Please join the South Hero Historical Society at the Worthen Library on Monday, July22 at 5pm for a presentation of "The Vermont Naval Volunteers"
Chris McDonald, the historian of the Vermont National Guard Military Museum and Library will relate the story of the VNV, during 1942-1945. They provided boats and amphibious training support to a military unit called the First Special Service Force around Plattsburgh, Grand Isle, and the North and South Hero area in June and July 1943.
The organization's leader was Commander Warren Austin Jr., son of Senator Warren Austin, Sr., U.S. Senator from Vermont and later the first U.N. Ambassador. Warren Austin Jr. was a prominent Burlington lawyer, yachtsman, and VT civilian assistant to the Secretary of the Army. The Vermont Naval Volunteers were local yachtsmen who volunteered their time and boats as a supplemental activity to security and safety patrols usually provided by the Coast Guard. These were a direct response to the declaration of war with Japan, Germany, and Italy.
* * * * * * * * *
BRIEF A :: Arrange the rows from the line with "Data labeling task. Class: overcast" to the line with "[496,710,528,737]", both included, as a JSON list of strings with one string per line and blank lines omitted.
The rows that come after the announcement bear no relation to it.

Box-labeled dataset rows
* * * * * * * * *
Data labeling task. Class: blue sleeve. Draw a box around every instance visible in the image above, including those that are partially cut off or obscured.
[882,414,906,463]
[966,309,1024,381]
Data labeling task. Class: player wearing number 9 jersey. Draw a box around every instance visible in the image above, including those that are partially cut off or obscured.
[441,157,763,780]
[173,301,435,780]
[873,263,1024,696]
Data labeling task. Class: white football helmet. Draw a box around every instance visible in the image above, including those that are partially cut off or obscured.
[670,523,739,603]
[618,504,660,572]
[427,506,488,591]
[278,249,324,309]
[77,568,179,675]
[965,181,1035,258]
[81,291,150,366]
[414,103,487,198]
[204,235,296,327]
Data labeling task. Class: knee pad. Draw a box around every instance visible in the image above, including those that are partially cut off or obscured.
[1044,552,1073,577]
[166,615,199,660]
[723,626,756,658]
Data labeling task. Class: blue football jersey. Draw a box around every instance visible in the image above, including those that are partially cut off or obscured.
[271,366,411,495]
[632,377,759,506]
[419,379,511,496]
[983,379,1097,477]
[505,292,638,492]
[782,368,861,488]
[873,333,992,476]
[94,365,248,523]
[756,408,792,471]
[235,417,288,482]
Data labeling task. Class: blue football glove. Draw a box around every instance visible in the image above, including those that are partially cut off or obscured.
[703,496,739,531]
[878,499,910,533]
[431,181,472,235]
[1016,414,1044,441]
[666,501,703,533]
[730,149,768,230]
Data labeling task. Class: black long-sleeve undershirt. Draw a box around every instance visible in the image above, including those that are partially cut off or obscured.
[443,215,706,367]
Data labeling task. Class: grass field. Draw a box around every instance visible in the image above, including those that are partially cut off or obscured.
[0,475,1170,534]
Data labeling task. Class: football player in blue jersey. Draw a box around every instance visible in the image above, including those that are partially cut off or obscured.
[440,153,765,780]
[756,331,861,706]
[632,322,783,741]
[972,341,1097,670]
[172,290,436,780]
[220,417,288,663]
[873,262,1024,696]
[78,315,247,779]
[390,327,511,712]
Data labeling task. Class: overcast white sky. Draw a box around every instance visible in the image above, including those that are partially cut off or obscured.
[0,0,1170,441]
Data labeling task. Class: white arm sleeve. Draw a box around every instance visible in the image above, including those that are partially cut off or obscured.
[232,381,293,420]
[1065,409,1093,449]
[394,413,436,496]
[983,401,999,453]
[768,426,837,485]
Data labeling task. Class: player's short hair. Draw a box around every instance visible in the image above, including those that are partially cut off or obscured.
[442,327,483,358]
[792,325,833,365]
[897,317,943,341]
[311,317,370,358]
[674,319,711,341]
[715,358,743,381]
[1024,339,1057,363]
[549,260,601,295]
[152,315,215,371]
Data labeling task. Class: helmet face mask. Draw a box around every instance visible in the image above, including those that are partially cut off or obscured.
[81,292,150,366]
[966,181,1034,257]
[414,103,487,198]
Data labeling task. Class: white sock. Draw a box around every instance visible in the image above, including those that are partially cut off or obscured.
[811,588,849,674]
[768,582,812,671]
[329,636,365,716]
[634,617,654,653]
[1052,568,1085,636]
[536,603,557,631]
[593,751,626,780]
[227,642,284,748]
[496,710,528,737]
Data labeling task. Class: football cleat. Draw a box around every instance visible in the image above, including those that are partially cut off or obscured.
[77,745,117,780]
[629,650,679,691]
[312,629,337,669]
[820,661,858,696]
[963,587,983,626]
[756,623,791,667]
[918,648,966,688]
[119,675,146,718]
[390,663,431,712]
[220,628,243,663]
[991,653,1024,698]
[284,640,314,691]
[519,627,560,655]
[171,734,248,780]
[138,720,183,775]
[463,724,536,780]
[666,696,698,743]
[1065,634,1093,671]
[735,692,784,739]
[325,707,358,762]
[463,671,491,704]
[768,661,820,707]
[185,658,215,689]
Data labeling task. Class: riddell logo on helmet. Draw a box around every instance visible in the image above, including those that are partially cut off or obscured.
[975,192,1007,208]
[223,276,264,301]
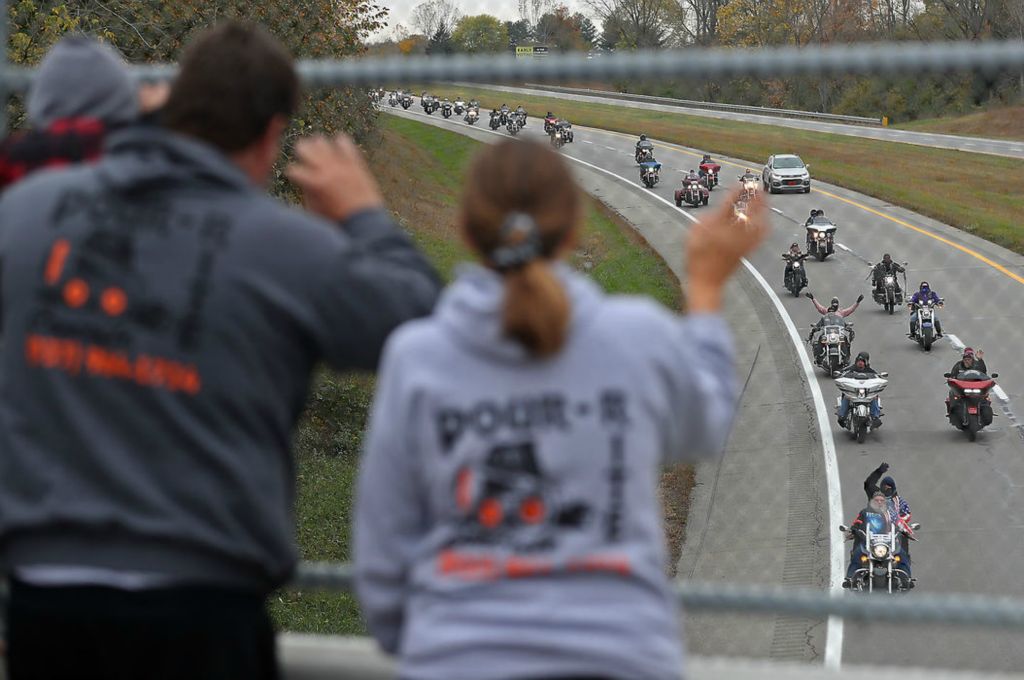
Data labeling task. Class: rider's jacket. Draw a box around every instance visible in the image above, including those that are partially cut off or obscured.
[949,358,988,378]
[354,264,736,680]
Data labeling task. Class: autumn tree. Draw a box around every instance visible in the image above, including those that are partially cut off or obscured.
[452,14,509,54]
* * * * * * * * *
BRIEF B ::
Answer from the Vermont Naval Volunteers announcement:
(i) At what time does the presentation begin?
(ii) Who led the organization?
(iii) To which military unit did the volunteers provide boats and amphibious training support?

EXERCISE OUTPUT A ::
[
  "Data labeling task. Class: overcast white sky. Draw a box around every instance visible in the image above, including those that are partially cut off or obscured.",
  "[0,0,1170,441]",
  "Data labeling task. Class: white arm sleeve. Draw a box around every instance visible in the image above, including those that are partially cut off or obscured.",
  "[232,381,293,420]",
  "[1065,409,1093,449]",
  "[394,413,436,496]",
  "[983,401,999,453]",
  "[768,426,837,485]",
  "Data labeling task. Class: player's short hair. Draw a box around every instance visible in the image above, including those that are partially cut off or obscured.",
  "[442,327,483,358]",
  "[792,325,833,365]",
  "[897,317,943,341]",
  "[311,317,370,358]",
  "[674,319,711,341]",
  "[715,358,743,381]",
  "[1024,339,1057,363]",
  "[549,260,601,295]",
  "[152,315,215,371]",
  "Data labeling task. Class: helmet face mask. Draw a box around every instance visible in the image above, including those that are partially cut off or obscured.",
  "[81,292,150,366]",
  "[966,181,1034,257]",
  "[414,103,487,198]",
  "Data labeling task. Class: white sock. Draw a box around every instance visible in the image above, including those that are partially cut off or obscured.",
  "[811,588,849,674]",
  "[768,582,812,671]",
  "[329,636,365,716]",
  "[634,617,654,653]",
  "[1052,568,1085,636]",
  "[536,603,557,631]",
  "[593,751,626,780]",
  "[227,642,284,748]",
  "[496,710,528,737]"
]

EXERCISE OUTPUT B ::
(i) 5pm
(ii) Commander Warren Austin Jr.
(iii) The First Special Service Force